_YOUR ASSIGNMENT_
From the first line of the records down to the one that holds "Annotate the gray", transcribe each line exactly and add nothing.

==== INPUT RECORDS

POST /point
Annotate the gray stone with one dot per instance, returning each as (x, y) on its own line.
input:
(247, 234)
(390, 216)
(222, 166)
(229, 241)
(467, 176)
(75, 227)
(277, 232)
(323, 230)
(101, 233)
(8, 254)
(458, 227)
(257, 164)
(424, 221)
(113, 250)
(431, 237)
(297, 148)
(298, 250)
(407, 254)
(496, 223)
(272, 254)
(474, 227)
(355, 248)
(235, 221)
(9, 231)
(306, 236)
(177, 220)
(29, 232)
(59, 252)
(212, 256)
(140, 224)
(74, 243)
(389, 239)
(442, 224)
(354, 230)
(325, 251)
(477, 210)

========

_WRITTEN RESPONSE_
POST /point
Annotate the gray stone with one dot per instance, returning each as (x, y) on its own line.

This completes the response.